[EXCERPTED TEXT — start]

A three-year-old girl heard screaming may have seen part of a knife attack that killed her mother at a home in the Christchurch suburb of Burwood in July.
The girl, now 4, was in her room when Paul Andrew Gottermeyer's attack began in the kitchen, just before her mother was to take her to preschool on July 11.
At Gottermeyer's sentencing in the High Court at Christchurch this morning, family members wondered what the long-term effect would be on the girl. She told police her mother screamed "and mummy did bleed everywhere".
Gottermeyer, a 29-year-old market gardener from Kaiapoi, argued with the woman before he produced the knife he had taken to her house. He said he shut the door to the kitchen where the attack took place, but left the child in the house when he left.
When the woman's partner arrived home because she had not arrived at work, he found the girl crying and upset in the conservatory and then found the woman and called the police.
Family members wept as Crown prosecutor Anselm Williams related details of the knife attack that killed the 24-year-old woman. He told of Gottermeyer inflicting wounds to the woman's head, chest, back and hands before cutting her throat.
The defensive wounds to her hands indicated she had been conscious during the early part of the ongoing attack.
There was also a blunt trauma wound to her skull but it was not possible to say whether this was inflicted by a blow with an object, or in a fall.
It was a "horrible attack of the utmost gravity", Justice John Fogarty said as he sentenced Gottermeyer to life imprisonment and gave him a first-strike warning which imposes heavier penalties on repeat violent offenders.
Another hearing has been set for February 28, to decide on the minimum non-parole term to be imposed on Gottermeyer. That decision is usually made at the sentencing, but it was not possible today because the necessary psychiatric report on Gottermeyer has only just been ordered.

[EXCERPTED TEXT — finish]
[PROVIDED DATA — start]

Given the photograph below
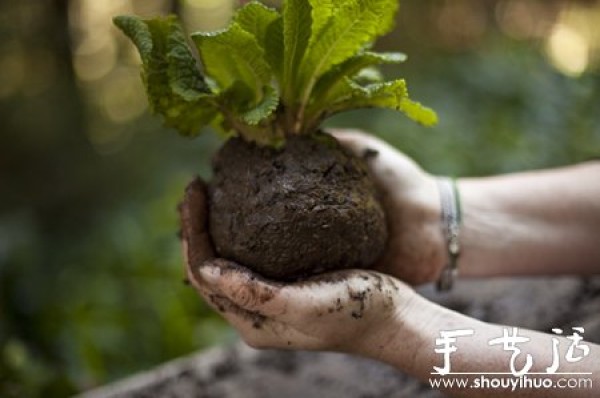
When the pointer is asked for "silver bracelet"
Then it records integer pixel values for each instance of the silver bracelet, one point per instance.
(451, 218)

[PROVIDED DATA — finish]
[PROVIDED DATA — start]

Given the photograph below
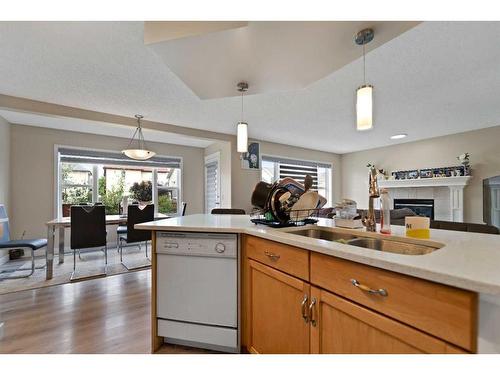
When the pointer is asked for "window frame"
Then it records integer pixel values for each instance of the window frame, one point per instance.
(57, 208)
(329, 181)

[PROVIDED DATA — finish]

▶ [EXERCISE INSTRUCTIONS]
Continue the news report on Paul Gottermeyer's sentencing for the Burwood knife attack, starting after its final sentence.

▶ [TASK RESPONSE]
An original psychiatric report examined his fitness to plead, but the new report is to cover his status as a mental health outpatient at the time of the murder and the medication he was taking.
Defence counsel Tony Greig argued for suppression of Gottermeyer's name, but it was refused by Justice Fogarty.
He said: "The court would be extremely loath to suppress the name of someone who has pleaded guilty to murder."
He suppressed the names of the murder victim and her daughter. Gottermeyer's name has been suppressed until today.
The victim's father said every aspect of his family's life had been changed by the murder of his daughter. He felt overwhelmed at times, with nightmares and broken sleep, and his relationship with his wife was strained.
A statement from the victim's stepfather said the girl who was at the house now suffered night tremors and nightmares.
Other family members also read statements, or had provided them to the judge in writing.
The victim's brother said the ongoing impact of the loss of his sister was indescribable.
"No tears, therapy, or sleepless nights will bring her back," he said.